*TASK STATEMENT*:
Change every "one pin" in the listing below to "a single pin", and reproduce all other lines without alteration.

## BEGIN DATASET EXTRACT

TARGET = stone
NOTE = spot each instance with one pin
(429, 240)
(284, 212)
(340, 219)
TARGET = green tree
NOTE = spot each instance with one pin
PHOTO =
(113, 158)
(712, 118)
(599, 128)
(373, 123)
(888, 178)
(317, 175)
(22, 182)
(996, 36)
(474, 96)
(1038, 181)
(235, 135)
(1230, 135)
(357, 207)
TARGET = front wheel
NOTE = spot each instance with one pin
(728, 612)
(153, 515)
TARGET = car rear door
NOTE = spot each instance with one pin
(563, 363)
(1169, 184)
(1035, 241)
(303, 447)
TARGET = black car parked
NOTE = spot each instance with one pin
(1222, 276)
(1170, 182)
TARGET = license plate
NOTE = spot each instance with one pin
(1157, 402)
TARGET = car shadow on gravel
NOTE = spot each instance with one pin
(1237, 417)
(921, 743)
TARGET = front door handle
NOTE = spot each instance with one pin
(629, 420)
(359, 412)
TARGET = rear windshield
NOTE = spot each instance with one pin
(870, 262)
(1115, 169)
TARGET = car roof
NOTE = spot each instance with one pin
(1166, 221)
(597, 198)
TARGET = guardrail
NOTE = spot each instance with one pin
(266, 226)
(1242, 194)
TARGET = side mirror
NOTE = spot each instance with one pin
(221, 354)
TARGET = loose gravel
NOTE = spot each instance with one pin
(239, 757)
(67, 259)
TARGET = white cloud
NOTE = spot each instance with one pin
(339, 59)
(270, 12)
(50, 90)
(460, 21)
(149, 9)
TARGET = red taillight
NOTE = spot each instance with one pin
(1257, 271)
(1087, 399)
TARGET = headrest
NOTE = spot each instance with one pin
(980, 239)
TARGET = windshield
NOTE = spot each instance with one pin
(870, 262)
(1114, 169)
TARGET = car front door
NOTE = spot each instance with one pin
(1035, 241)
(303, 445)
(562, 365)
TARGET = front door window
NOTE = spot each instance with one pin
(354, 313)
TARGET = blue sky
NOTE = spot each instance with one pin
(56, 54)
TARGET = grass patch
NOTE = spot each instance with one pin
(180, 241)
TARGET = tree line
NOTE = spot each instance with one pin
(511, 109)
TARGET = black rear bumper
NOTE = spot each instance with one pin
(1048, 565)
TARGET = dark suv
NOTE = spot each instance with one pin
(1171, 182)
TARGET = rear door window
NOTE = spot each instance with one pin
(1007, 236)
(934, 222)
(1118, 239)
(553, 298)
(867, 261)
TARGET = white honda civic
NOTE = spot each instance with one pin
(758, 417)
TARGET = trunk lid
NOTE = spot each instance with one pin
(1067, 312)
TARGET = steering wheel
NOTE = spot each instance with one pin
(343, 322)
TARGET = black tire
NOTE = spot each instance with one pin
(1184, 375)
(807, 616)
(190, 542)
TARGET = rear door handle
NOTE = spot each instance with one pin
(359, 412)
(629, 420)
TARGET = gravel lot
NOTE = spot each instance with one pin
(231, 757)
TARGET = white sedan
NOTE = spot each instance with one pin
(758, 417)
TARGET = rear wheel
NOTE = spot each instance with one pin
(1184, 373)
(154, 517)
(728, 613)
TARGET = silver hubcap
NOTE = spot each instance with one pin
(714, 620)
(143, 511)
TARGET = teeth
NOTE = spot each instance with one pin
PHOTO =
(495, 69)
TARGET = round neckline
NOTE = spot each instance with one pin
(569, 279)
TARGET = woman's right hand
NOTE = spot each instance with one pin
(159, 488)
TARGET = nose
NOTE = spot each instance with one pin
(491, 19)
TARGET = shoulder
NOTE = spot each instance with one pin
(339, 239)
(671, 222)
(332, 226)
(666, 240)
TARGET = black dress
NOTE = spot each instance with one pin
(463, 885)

## END DATASET EXTRACT

*ANSWER TO THIS PROBLEM*:
TARGET = stone
NOTE = spot each instance with a single pin
(429, 240)
(284, 212)
(340, 219)
TARGET = green tree
NOTE = spot each instance with a single pin
PHOTO =
(113, 158)
(712, 118)
(599, 128)
(373, 123)
(888, 178)
(317, 175)
(22, 182)
(996, 36)
(474, 96)
(1038, 181)
(235, 135)
(1230, 135)
(357, 207)
TARGET = front wheel
NOTE = spot each instance with a single pin
(728, 612)
(153, 515)
TARGET = car rear door
NOTE = spot each instance with a single pin
(563, 363)
(1169, 184)
(1035, 241)
(303, 447)
TARGET = black car parked
NOTE = spot each instance with a single pin
(1222, 276)
(1170, 182)
TARGET = license plate
NOTE = spot each instance with a single pin
(1157, 402)
TARGET = car shadow on gravel
NOTE = spot each instance with a single pin
(1237, 417)
(921, 743)
TARGET = front door handle
NOTE = spot each instance with a single pin
(629, 420)
(359, 412)
TARGET = rear windshield
NOTE = spot each instance with a single pin
(870, 262)
(1115, 169)
TARGET = car roof
NOTE = spot each instance with a single pin
(1166, 221)
(597, 198)
TARGET = guardrail
NOTE = spot each instance with a single pin
(266, 226)
(1242, 194)
TARGET = side mirror
NOTE = spot each instance with a single pin
(221, 354)
TARGET = loose gravel
NOTE = spot each instance with a single pin
(239, 757)
(67, 259)
TARGET = white cloud
NOTE = spot each instance with a single pin
(339, 59)
(270, 12)
(50, 90)
(460, 21)
(149, 9)
TARGET = red taillight
NOTE = spot each instance with a single pin
(1257, 271)
(1087, 399)
TARGET = headrest
NOTE = spot each instance with a single pin
(980, 239)
TARGET = windshield
NOTE = spot each instance with a single pin
(870, 262)
(1114, 169)
TARGET = car front door
NOTE = spot each instance with a single pin
(1035, 241)
(303, 445)
(562, 365)
TARGET = front door window
NOTE = spot each instance with a single pin
(354, 313)
TARGET = blue sky
NOTE = spot each instance with a single pin
(56, 54)
TARGET = grass patch
NOTE = spot each instance with a single pin
(180, 241)
TARGET = tree line
NOTE = spot each instance with a single pin
(511, 109)
TARGET = black rear bumper
NOTE = spot each instance with a single pin
(1048, 565)
TARGET = dark suv
NOTE = spot each instance with a single pin
(1171, 182)
TARGET = rear door window
NOTE = spot each instance with a single pin
(1007, 236)
(934, 222)
(1118, 239)
(553, 298)
(867, 261)
TARGET = white honda civic
NOTE = spot each instance with a single pin
(758, 417)
TARGET = trunk lid
NOTE = spot each instance with a single pin
(1067, 312)
TARGET = steering wheel
NOTE = spot each instance with a single pin
(343, 322)
TARGET = black tire
NOTE = spot each instance with a single pin
(1184, 375)
(807, 616)
(190, 542)
TARGET = rear door handle
NOTE = spot each instance with a single pin
(359, 412)
(629, 420)
TARGET = gravel lot
NOTE = spot each instance with a single pin
(231, 757)
TARGET = white sedan
NOTE = spot each instance with a single pin
(758, 417)
TARGET = rear wheel
NOTE = spot each instance with a single pin
(1184, 373)
(154, 517)
(728, 613)
TARGET = silver hubcap
NOTE = spot each instance with a single pin
(714, 620)
(143, 511)
TARGET = teeth
NOTE = spot each instance with a single pin
PHOTO =
(495, 69)
TARGET = round neckline
NOTE = spot each instance with a single pin
(569, 279)
TARGET = woman's right hand
NOTE = spot each instance with a single pin
(159, 488)
TARGET = nose
NOTE = spot each instance with a single pin
(491, 19)
TARGET = shoulder
NOTE = spot each instance with a single pin
(339, 239)
(671, 222)
(332, 226)
(666, 240)
TARGET = black dress
NOTE = spot each instance with a single pin
(463, 885)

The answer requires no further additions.